Task brief | Pictures left aside, return the lines below exactly, from the one with "In the picture below, where can the green-tipped" to the end, including both ends.

Records supplied |
[Start of Attachment]

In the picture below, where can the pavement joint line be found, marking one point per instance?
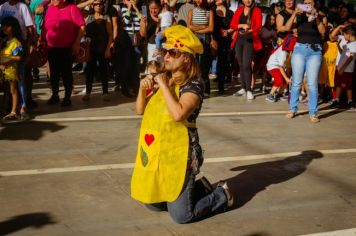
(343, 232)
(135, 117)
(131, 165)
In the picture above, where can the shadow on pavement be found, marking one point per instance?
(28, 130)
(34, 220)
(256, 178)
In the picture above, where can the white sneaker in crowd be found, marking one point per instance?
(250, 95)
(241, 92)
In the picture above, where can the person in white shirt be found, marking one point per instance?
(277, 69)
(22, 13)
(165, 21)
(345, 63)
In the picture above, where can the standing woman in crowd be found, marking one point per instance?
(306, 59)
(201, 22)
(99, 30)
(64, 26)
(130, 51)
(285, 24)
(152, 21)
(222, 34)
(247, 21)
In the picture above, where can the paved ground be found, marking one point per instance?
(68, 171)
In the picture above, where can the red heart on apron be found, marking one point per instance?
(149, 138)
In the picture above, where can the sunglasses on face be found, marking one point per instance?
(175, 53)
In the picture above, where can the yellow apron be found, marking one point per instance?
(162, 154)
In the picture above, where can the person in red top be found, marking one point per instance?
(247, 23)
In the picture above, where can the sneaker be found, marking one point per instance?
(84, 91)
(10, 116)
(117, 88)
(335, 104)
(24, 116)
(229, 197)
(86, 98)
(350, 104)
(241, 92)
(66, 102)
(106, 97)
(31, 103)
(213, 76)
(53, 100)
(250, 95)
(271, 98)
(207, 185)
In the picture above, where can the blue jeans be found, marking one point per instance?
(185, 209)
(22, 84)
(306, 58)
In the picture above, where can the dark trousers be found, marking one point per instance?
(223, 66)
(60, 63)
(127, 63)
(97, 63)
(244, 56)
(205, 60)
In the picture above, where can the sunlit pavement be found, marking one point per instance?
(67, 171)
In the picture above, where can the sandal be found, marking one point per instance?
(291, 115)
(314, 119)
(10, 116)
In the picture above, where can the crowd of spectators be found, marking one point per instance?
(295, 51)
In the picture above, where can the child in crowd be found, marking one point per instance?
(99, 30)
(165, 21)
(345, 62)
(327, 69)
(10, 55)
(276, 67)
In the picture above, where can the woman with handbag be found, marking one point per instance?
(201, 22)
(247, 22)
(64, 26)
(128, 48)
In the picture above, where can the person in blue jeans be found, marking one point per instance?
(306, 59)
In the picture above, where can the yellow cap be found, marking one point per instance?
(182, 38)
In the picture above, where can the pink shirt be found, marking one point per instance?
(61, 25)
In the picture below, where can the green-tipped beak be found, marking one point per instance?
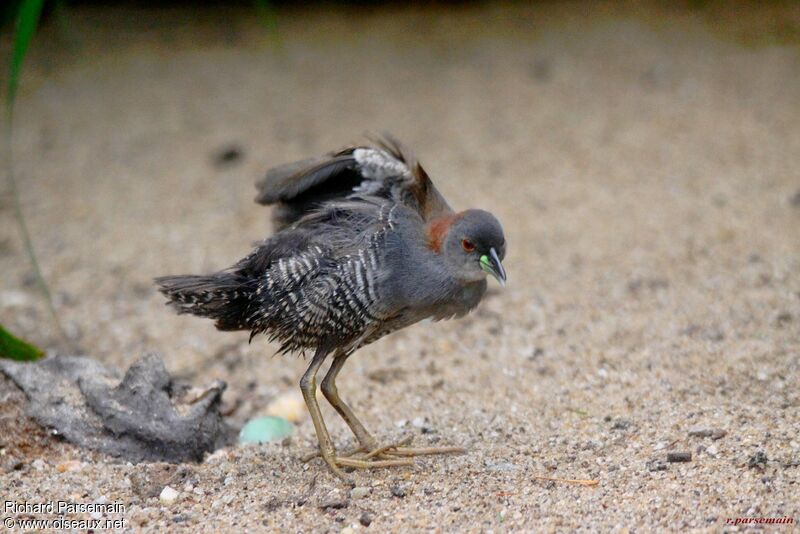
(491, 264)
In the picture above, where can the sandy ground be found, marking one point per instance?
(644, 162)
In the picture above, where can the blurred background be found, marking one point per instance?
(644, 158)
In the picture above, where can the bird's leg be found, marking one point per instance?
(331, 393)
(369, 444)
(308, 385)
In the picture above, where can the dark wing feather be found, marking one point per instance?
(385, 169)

[End of Attachment]

Solution for this exercise |
In the picture below, where can the green-tipped beak be found, marking one point per instance?
(491, 264)
In the picture above, where can the sandy ground be found, marking one point per instance?
(644, 162)
In the picture above, where can the blurred background be found, marking one point per instance?
(644, 158)
In the picture above, where can the bird's leg be found, marking one point per instance?
(331, 393)
(369, 444)
(308, 385)
In the picture above, where can the dark wing feather be found, marking one point per instance?
(385, 169)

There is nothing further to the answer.